■ Your assignment
In full and word for word, copy the listing; no pictures belong in the copy.

■ The records

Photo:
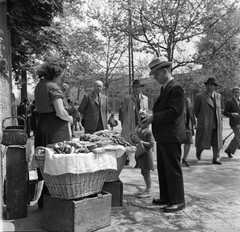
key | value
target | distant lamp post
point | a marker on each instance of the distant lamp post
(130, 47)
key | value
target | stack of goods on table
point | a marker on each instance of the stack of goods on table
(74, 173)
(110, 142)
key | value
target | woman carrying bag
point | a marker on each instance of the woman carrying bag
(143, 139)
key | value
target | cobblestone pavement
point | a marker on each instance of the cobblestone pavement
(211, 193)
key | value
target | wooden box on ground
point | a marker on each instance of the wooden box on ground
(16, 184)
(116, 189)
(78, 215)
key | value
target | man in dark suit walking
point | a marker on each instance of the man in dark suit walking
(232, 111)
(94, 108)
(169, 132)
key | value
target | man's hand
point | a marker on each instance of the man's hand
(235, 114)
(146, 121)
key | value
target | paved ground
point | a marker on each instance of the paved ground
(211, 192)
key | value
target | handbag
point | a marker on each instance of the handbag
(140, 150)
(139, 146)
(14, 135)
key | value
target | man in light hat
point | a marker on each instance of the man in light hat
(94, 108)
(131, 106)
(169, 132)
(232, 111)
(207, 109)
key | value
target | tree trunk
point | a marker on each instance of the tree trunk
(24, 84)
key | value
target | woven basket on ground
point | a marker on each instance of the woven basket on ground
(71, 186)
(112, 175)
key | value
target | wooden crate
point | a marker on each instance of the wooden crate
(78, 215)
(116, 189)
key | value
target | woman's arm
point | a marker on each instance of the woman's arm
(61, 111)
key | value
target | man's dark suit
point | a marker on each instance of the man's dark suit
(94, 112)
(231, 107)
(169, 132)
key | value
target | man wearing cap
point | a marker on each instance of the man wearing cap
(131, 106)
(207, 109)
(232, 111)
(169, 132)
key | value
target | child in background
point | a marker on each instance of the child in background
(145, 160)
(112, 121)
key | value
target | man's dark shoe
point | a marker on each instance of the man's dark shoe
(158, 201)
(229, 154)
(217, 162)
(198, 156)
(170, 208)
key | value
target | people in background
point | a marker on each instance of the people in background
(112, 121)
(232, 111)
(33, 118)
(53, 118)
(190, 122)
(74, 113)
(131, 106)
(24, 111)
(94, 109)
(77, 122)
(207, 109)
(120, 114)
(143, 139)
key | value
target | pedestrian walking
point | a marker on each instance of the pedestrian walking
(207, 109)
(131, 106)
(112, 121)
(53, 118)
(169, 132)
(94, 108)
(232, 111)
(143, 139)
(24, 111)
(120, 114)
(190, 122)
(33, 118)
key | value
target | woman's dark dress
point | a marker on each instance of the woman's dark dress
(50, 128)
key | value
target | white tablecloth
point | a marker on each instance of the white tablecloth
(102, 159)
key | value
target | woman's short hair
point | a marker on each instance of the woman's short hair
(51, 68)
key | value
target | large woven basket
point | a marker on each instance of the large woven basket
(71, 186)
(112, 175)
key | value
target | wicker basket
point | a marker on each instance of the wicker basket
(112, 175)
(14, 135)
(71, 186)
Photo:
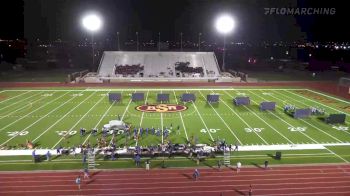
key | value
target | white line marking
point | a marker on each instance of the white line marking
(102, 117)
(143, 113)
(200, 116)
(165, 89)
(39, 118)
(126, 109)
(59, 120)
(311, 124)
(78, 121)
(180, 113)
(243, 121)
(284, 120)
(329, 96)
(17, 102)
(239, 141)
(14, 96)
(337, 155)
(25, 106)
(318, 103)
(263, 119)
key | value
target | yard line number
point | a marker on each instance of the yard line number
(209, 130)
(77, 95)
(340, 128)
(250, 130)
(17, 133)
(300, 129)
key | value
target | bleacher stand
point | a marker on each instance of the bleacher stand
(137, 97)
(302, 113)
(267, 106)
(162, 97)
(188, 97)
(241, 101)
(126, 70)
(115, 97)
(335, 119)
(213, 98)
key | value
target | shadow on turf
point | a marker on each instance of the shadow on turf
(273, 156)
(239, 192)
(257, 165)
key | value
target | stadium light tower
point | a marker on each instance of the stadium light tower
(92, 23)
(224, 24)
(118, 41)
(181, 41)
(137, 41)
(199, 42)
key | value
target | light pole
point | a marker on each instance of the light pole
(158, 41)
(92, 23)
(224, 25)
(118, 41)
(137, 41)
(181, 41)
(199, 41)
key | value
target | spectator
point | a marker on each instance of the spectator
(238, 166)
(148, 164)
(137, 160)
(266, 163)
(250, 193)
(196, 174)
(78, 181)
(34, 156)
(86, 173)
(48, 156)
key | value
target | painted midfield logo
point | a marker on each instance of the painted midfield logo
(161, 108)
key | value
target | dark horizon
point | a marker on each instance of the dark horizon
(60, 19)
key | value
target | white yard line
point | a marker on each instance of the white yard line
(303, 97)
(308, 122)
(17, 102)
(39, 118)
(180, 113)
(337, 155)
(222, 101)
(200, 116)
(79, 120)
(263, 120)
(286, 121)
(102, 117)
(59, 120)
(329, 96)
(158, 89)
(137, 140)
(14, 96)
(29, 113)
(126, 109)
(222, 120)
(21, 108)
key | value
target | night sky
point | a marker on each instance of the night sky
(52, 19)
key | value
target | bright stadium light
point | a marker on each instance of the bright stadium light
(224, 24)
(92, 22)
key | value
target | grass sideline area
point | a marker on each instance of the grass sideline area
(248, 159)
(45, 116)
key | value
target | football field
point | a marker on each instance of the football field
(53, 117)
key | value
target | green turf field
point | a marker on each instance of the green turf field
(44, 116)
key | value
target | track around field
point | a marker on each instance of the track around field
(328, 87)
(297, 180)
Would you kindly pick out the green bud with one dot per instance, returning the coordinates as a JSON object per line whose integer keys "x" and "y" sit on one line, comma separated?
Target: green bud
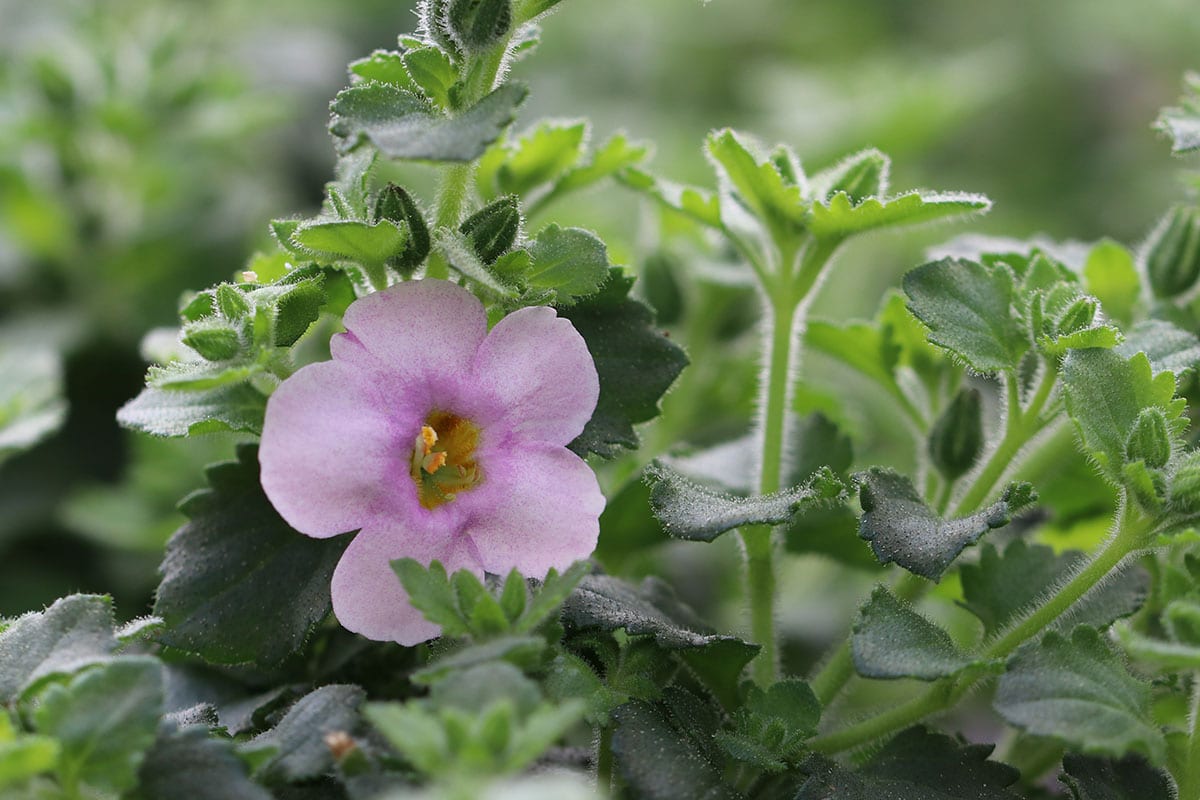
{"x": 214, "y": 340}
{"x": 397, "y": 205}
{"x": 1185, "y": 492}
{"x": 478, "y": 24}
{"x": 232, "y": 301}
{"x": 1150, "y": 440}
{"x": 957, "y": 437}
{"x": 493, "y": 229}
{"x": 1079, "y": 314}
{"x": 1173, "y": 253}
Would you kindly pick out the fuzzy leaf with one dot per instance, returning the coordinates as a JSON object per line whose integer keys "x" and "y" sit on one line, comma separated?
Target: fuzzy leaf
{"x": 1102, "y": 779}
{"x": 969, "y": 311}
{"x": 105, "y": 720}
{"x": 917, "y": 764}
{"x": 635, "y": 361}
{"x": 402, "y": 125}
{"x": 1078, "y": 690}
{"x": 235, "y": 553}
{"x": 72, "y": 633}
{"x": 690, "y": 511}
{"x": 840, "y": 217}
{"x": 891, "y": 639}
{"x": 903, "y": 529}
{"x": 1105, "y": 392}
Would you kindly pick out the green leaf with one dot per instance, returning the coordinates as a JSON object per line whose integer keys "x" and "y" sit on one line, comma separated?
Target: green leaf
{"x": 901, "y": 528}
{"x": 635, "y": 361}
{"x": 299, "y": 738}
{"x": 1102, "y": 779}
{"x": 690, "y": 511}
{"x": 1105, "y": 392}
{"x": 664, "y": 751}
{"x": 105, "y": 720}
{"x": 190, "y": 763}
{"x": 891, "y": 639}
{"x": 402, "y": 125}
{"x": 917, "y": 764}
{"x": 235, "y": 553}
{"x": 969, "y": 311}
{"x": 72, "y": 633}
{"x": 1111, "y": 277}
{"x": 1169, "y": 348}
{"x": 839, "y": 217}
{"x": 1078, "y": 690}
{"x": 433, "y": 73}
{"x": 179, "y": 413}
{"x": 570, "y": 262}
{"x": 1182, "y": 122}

■ Finished task
Photo:
key | value
target | distant lamp post
point | a marker on each instance of the distant lamp post
(130, 47)
key | value
target | stack of goods on table
point | a marker on each instance of the stack of goods on table
(74, 173)
(110, 142)
key | value
target | woman carrying bag
point | a marker on each instance of the woman carrying bag
(143, 139)
key | value
target | cobblestone pavement
point | a marker on each instance of the cobblestone pavement
(211, 193)
key | value
target | wooden box on ground
point | a marker on each instance of the wooden box on ground
(16, 184)
(116, 189)
(78, 215)
key | value
target | man in dark suit walking
point | a marker on each instance of the man in dark suit walking
(232, 111)
(94, 108)
(169, 132)
key | value
target | man's hand
point | a marker on each instance of the man's hand
(235, 114)
(146, 121)
key | value
target | paved ground
point | a marker on each instance of the paved ground
(211, 192)
key | value
target | handbag
point | a marker on each instance of the handbag
(140, 150)
(139, 146)
(14, 135)
key | value
target | man in light hat
point | a marker on each instance of the man in light hat
(94, 108)
(131, 106)
(169, 132)
(232, 111)
(207, 109)
key | value
target | tree trunk
point | a marker on each instance of the tree trunk
(24, 84)
key | value
target | woven basket on ground
point | a marker on each instance of the woven basket on ground
(71, 186)
(112, 175)
key | value
target | wooden crate
point | a marker on each instance of the wooden crate
(78, 215)
(116, 189)
key | value
target | woman's arm
point | a marker on each instance of the woman's arm
(61, 111)
key | value
target | man's dark suit
point | a marker on each instance of the man's dark suit
(94, 112)
(231, 107)
(169, 132)
key | value
target | man wearing cap
point | a marker on each instance of the man wearing cap
(131, 106)
(207, 109)
(232, 111)
(169, 132)
key | value
target | child in background
point | a marker on each instance of the child in background
(145, 160)
(112, 121)
key | value
target | man's dark shoe
point | a marker on each instance of the man's dark shoe
(158, 201)
(229, 154)
(217, 162)
(198, 156)
(170, 208)
key | value
target | people in background
point | a marker on each instance of the people in background
(112, 121)
(232, 111)
(33, 118)
(53, 118)
(190, 122)
(74, 113)
(131, 106)
(24, 111)
(94, 109)
(77, 122)
(207, 109)
(120, 114)
(143, 139)
key | value
target | pedestrian walking
point | a marker on each instance of the pedestrian walking
(207, 109)
(131, 106)
(112, 121)
(53, 118)
(169, 132)
(94, 108)
(232, 111)
(143, 139)
(24, 111)
(120, 114)
(190, 122)
(33, 118)
key | value
target | woman's dark dress
point | a marker on each instance of the woman's dark dress
(50, 128)
key | value
target | white tablecloth
point | a marker on each instance of the white tablecloth
(102, 159)
key | value
target | woman's short hair
point | a marker on each instance of the woman's short hair
(51, 68)
key | value
target | large woven basket
point | a marker on each instance of the large woven basket
(71, 186)
(112, 175)
key | value
target | wicker basket
point | a marker on each instance of the wicker basket
(112, 175)
(14, 135)
(71, 186)
Photo:
key | value
target | white line marking
point | a marker on each instance of the white line marking
(102, 117)
(143, 113)
(200, 116)
(165, 89)
(39, 118)
(126, 109)
(59, 120)
(311, 124)
(78, 121)
(180, 113)
(243, 121)
(284, 120)
(329, 96)
(17, 102)
(239, 141)
(14, 96)
(337, 155)
(25, 106)
(318, 103)
(263, 119)
key | value
target | yard line number
point | a marker on each instance of the yard line number
(209, 130)
(77, 95)
(340, 128)
(250, 130)
(17, 133)
(300, 129)
key | value
target | bleacher stand
point | a marker on each instance of the bleacher stand
(137, 97)
(302, 113)
(267, 106)
(162, 97)
(188, 97)
(241, 101)
(126, 70)
(115, 97)
(335, 119)
(213, 98)
key | value
target | shadow on turf
point | a marker on each instance of the shadow on turf
(273, 156)
(239, 192)
(257, 165)
key | value
target | stadium light tower
point | a marker on each instance of the stadium light tower
(92, 23)
(224, 24)
(118, 41)
(181, 41)
(137, 41)
(199, 42)
key | value
target | light pole
point | a marker on each instance of the light pole
(158, 41)
(92, 23)
(224, 25)
(118, 41)
(137, 41)
(181, 41)
(199, 41)
key | value
target | spectator
point | a marker on each instance of the spectator
(238, 166)
(148, 164)
(137, 160)
(266, 163)
(250, 193)
(196, 174)
(78, 181)
(34, 156)
(86, 173)
(48, 156)
key | value
target | painted midfield logo
point | a marker on each instance of the painted midfield logo
(161, 108)
key | value
target | dark horizon
point | a marker on each instance of the dark horizon
(60, 19)
key | value
target | white yard line
point | a marker on each instance of the white yard line
(303, 97)
(308, 122)
(17, 102)
(39, 118)
(180, 113)
(337, 155)
(222, 101)
(200, 116)
(79, 120)
(263, 120)
(286, 121)
(102, 117)
(59, 120)
(329, 96)
(158, 89)
(137, 140)
(14, 96)
(29, 113)
(126, 109)
(222, 120)
(21, 108)
key | value
target | night sky
point | a marker on each instance of the night sky
(52, 19)
key | value
target | bright stadium light
point | a marker on each instance of the bright stadium light
(224, 24)
(92, 22)
key | value
target | grass sideline area
point | a marker on each instance of the grass sideline area
(248, 159)
(45, 116)
key | value
target | football field
point | a marker on each instance of the football field
(53, 117)
key | value
target | green turf field
point | a marker on each instance of the green turf field
(44, 116)
key | value
target | track around field
point | a marker on each instance of the track around field
(328, 87)
(297, 180)
Would you kindly pick out the green bud with one dot per instance, returning the coordinates as a JSON object per line whose integer keys "x" and "y" sit on one line, comma separated?
Target: green bud
{"x": 214, "y": 340}
{"x": 397, "y": 205}
{"x": 1185, "y": 492}
{"x": 478, "y": 24}
{"x": 232, "y": 301}
{"x": 1150, "y": 440}
{"x": 957, "y": 437}
{"x": 493, "y": 229}
{"x": 1079, "y": 314}
{"x": 1173, "y": 253}
Would you kindly pick out the fuzzy leaf with one dot per instance, returning the coordinates as a JSON object per line whose integer keys "x" and "y" sit on one line, comma separated?
Target: fuzzy leaf
{"x": 1102, "y": 779}
{"x": 969, "y": 311}
{"x": 105, "y": 720}
{"x": 917, "y": 764}
{"x": 635, "y": 361}
{"x": 402, "y": 125}
{"x": 1078, "y": 690}
{"x": 235, "y": 553}
{"x": 72, "y": 633}
{"x": 690, "y": 511}
{"x": 840, "y": 217}
{"x": 891, "y": 639}
{"x": 903, "y": 529}
{"x": 1105, "y": 392}
Would you kindly pick out the green leaf with one dot per instance, returning the coordinates as a JSON object per line whose integer keys "x" and "y" sit on one line, comma separated?
Target: green leaf
{"x": 901, "y": 528}
{"x": 635, "y": 361}
{"x": 299, "y": 738}
{"x": 1102, "y": 779}
{"x": 690, "y": 511}
{"x": 1105, "y": 392}
{"x": 664, "y": 751}
{"x": 105, "y": 720}
{"x": 190, "y": 763}
{"x": 891, "y": 639}
{"x": 402, "y": 125}
{"x": 917, "y": 764}
{"x": 235, "y": 553}
{"x": 969, "y": 311}
{"x": 72, "y": 633}
{"x": 1111, "y": 277}
{"x": 1169, "y": 348}
{"x": 839, "y": 217}
{"x": 1078, "y": 690}
{"x": 433, "y": 73}
{"x": 179, "y": 413}
{"x": 570, "y": 262}
{"x": 1182, "y": 122}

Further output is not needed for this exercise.